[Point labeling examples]
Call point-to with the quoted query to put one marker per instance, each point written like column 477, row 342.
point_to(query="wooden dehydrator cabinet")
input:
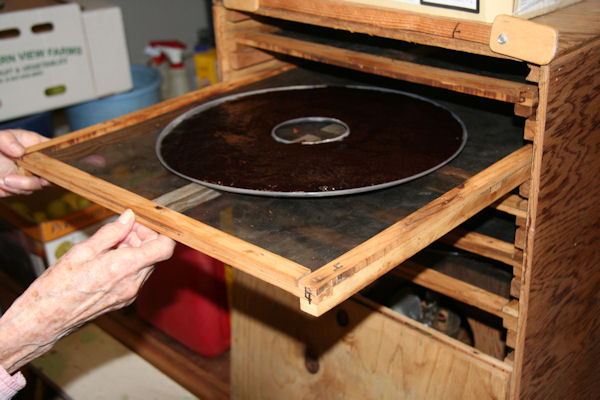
column 506, row 236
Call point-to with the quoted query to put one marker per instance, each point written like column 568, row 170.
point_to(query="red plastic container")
column 186, row 297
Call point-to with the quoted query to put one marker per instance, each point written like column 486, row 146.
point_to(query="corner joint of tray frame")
column 523, row 39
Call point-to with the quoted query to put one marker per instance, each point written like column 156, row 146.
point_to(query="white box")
column 55, row 55
column 105, row 34
column 474, row 10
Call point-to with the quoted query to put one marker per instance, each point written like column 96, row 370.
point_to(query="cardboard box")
column 474, row 10
column 55, row 54
column 52, row 220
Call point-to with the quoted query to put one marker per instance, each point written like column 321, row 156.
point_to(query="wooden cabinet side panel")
column 561, row 343
column 372, row 357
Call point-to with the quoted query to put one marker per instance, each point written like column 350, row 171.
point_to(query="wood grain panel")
column 561, row 276
column 356, row 351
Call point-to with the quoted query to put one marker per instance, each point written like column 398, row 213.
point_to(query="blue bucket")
column 40, row 123
column 145, row 92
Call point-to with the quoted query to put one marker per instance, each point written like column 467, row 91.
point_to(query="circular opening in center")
column 310, row 130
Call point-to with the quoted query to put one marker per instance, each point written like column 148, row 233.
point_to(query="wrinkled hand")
column 12, row 145
column 101, row 274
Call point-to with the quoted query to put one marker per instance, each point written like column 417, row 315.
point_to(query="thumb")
column 112, row 233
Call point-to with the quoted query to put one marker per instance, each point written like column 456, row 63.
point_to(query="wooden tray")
column 322, row 251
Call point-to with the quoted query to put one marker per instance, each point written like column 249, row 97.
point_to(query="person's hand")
column 101, row 274
column 12, row 145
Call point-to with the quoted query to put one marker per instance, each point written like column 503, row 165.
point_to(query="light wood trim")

**THE REQUEST**
Write out all the rows above again, substituting "pin" for "marker" and keeping everything else the same. Leave the pictures out of your answer.

**RESULT**
Call point-to with the quoted query to put one pin per instance, each point written like column 477, row 342.
point_to(query="wooden dehydrator cabinet")
input:
column 506, row 236
Call point-to with the quoted query to put one pin per instance, each point written like column 568, row 170.
point_to(query="red plastic container")
column 186, row 297
Call point-to with the quoted query to put one pin per instance, each point written like column 486, row 146.
point_to(query="corner joint of tray frame")
column 523, row 39
Call point-to with the quoted query to put one pin per instance, each point written like column 156, row 146.
point_to(query="white box")
column 55, row 55
column 105, row 34
column 474, row 10
Call point-to with the quoted query to put one pin per instance, each point written like column 96, row 370.
point_to(query="cardboard box")
column 474, row 10
column 55, row 54
column 52, row 220
Call point-to with the quoted query to put one pin per instance, each point written like column 321, row 156.
point_to(query="wooden cabinet side panel")
column 561, row 343
column 372, row 357
Call point-to with the quoted query to put one pin per instance, each point written like column 350, row 171.
point_to(query="wood grain panel")
column 561, row 276
column 356, row 351
Call point-to with the quoted query to put one pin per instance, each point written like column 398, row 213.
point_to(query="blue bucket")
column 40, row 123
column 145, row 92
Call point-to with the quoted query to put one pin per instance, each point written like column 467, row 91.
point_to(query="circular opening in center")
column 310, row 130
Call point-to with the quoted query to put one pin per instance, each point written like column 148, row 233.
point_to(query="wrinkled hand")
column 12, row 145
column 101, row 274
Call point-to with the quoted query to put one pin per instance, each point written like column 417, row 315.
point_to(query="thumb")
column 112, row 233
Call point-to with the quoted query to put one pin per instance, each point written like column 456, row 63.
point_to(query="wooden tray")
column 322, row 251
Call point-to with the quoted query to put one pin per instance, each point written like column 249, row 97.
point_to(query="person's hand")
column 101, row 274
column 12, row 145
Call point-to with the quoted query to put one pin per instance, each point written like column 503, row 165.
point_to(query="light wood trim")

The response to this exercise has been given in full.